Dataset records:

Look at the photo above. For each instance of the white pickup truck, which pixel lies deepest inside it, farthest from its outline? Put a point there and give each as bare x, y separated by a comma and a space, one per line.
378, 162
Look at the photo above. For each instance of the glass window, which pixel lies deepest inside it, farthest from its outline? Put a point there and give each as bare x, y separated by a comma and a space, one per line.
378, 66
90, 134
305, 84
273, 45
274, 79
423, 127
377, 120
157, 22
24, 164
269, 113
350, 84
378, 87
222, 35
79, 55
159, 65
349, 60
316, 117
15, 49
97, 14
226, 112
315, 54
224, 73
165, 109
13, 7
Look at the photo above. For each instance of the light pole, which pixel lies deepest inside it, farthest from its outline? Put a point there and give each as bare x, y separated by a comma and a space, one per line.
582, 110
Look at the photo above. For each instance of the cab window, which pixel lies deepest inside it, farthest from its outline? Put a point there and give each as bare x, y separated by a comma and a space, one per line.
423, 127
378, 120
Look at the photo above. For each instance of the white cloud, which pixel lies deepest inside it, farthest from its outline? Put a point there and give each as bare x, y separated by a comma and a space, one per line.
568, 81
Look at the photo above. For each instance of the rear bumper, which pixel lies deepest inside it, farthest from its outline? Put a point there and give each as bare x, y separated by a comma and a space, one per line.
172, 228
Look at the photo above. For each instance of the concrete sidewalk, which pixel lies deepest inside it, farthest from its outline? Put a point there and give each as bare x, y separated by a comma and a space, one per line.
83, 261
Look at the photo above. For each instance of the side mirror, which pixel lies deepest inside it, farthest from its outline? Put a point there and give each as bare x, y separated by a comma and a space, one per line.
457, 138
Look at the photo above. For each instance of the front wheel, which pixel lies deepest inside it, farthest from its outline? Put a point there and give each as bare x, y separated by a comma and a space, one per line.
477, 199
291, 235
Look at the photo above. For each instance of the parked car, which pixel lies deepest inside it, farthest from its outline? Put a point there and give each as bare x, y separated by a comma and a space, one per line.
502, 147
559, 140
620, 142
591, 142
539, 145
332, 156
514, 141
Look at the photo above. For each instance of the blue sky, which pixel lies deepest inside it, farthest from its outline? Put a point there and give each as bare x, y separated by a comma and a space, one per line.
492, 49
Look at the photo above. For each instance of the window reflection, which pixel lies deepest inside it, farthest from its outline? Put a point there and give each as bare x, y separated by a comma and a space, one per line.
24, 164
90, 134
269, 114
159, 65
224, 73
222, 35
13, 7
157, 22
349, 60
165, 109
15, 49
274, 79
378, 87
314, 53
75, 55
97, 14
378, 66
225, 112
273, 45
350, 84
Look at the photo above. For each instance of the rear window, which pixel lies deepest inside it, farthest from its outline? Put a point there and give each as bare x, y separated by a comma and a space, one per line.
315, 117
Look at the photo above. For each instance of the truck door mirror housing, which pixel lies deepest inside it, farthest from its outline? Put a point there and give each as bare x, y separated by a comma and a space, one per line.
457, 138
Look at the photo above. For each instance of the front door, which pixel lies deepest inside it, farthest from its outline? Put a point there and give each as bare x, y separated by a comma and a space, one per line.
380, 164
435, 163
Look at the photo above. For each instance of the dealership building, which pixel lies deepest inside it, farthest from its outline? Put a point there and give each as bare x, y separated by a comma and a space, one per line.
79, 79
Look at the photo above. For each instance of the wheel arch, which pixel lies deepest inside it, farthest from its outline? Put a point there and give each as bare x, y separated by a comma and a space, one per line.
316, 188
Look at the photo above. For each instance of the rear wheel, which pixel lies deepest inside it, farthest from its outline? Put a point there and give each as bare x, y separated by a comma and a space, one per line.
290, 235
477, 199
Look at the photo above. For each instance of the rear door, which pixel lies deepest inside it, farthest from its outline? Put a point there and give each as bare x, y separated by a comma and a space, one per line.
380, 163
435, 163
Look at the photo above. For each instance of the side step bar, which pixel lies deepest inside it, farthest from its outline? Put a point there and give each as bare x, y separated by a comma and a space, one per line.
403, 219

What the task asks:
Extract the full listing above without alteration.

Written solution:
Look at the photo above. For each instance of the white pickup truck, which pixel lies deepest inside it, farthest from its outline? Put a point there and give each as bare x, y separated by a comma and a space, one per line.
378, 162
Look at the photo above. For each instance of the glass window, which pixel lies deepest inside it, farthest from its outline? Put a point there and give each as bare x, y separated by a comma and a space, one per line.
378, 66
90, 134
305, 84
273, 45
274, 79
423, 127
377, 120
157, 22
24, 164
269, 113
350, 84
378, 87
222, 35
79, 55
159, 65
349, 60
316, 117
15, 49
97, 14
226, 112
315, 54
224, 73
165, 109
13, 7
Look at the photo above. For each instance of the light pole, which pixel lies deepest inside it, farthest from its outline? Put a point there and give each as bare x, y separated by a comma and a space, one per line.
582, 110
Look at the photo above. For each instance of the cab window, which pixel lies deepest inside it, farthest from its outline? Put a point there and give each as bare x, y separated by a comma and a space, one per line.
423, 127
378, 120
Look at the photo above. For each instance of the white cloud, which pixel lies deepest inside it, farthest from its outline? Put a point there and give each as bare x, y separated by a comma and a space, one per line.
568, 81
Look at the photo above. For each instance of the rear bumper, which pixel lies deepest inside it, farthest from its outline? Put a point there and give each as bare x, y separated by a comma and a space, one per line.
172, 228
Look at the photo above. For each instance of the concrete sidewalk, which pixel lies deepest inside it, farthest from its outline? Put a point there and give each as bare x, y separated by a comma and a space, one per line.
83, 261
Look at the photo above. For each instance of the side mirror, which pixel lies deepest inside it, farthest from its outline? Put a point there and give each as bare x, y separated by a comma and a space, one per line.
457, 138
Look at the photo above. For each instance of the front wheel, which pixel lies deepest inside it, farthest from its outline? Put a point there and give each as bare x, y separated by a comma and a space, one per line.
477, 199
291, 235
Look at the photo above. For each instance of the parked car, which pixel lies deepest inside it, farthest from its outline? Put a point there and give each as bare x, y separated by a comma and a space, one per line.
502, 147
559, 140
620, 142
591, 142
539, 145
332, 156
514, 141
Look at the photo above. For each instance of the blue sky, which pixel lies deepest inside it, farthest from its outline? Put a point there and give each as bare x, y separated by a comma and a space, one per line.
492, 49
Look at the photo above. For each instance of the window reflection, which pixel lies deepest inside it, farthest from its outline? Put a point there and give each as bare x, y separated by a comma and a space, one per line.
24, 164
90, 134
269, 114
159, 65
224, 73
222, 35
13, 7
157, 22
349, 60
165, 109
15, 49
274, 79
378, 87
314, 53
75, 55
97, 14
378, 66
225, 112
273, 45
350, 84
Look at the photo above. For each instance of the rear window, which pixel lies deepest inside it, farthest from its outline? Put a point there and give each as bare x, y separated by a comma and a space, one per line.
315, 117
Look at the photo above. For each instance of the truck door mirror housing, which pixel lies deepest inside it, farthest from its outline? Put a point there and give each as bare x, y separated by a comma and a space, one per line.
457, 138
Look at the photo above. For each instance of the front door, which pixel lies deepest inside it, farthest from its outline? Put a point there and give each as bare x, y separated by a comma and a space, one per line.
380, 164
435, 163
Look at the photo above. For each instance of the dealership building, which pixel lies deepest inside it, farthest from its outline? Put a point there and give each as bare x, y separated by a comma and a space, one per line.
79, 79
Look at the photo above. For each instance of the wheel arch, which pixel lies deepest inside it, farthest from its outline? Put a point there and give each as bare x, y separated by a comma and a space, one per line.
316, 188
Look at the photo above. For each instance of the rear wheel, which pixel lies deepest inside it, farthest from its outline? Put a point there and give each as bare x, y separated by a comma and a space, one per line.
290, 235
477, 199
Look at the photo above. For each instance of the rear door, which pixel lies deepest inside it, farthest from its outline? Put a point there and give each as bare x, y separated by a comma and a space, one per line.
380, 163
435, 163
Look at the photo above. For each instance of the side step bar, which pixel lies deepest inside it, farthest from its outline? Put a point there and give each as bare x, y separated by a comma and a space, one per line.
403, 219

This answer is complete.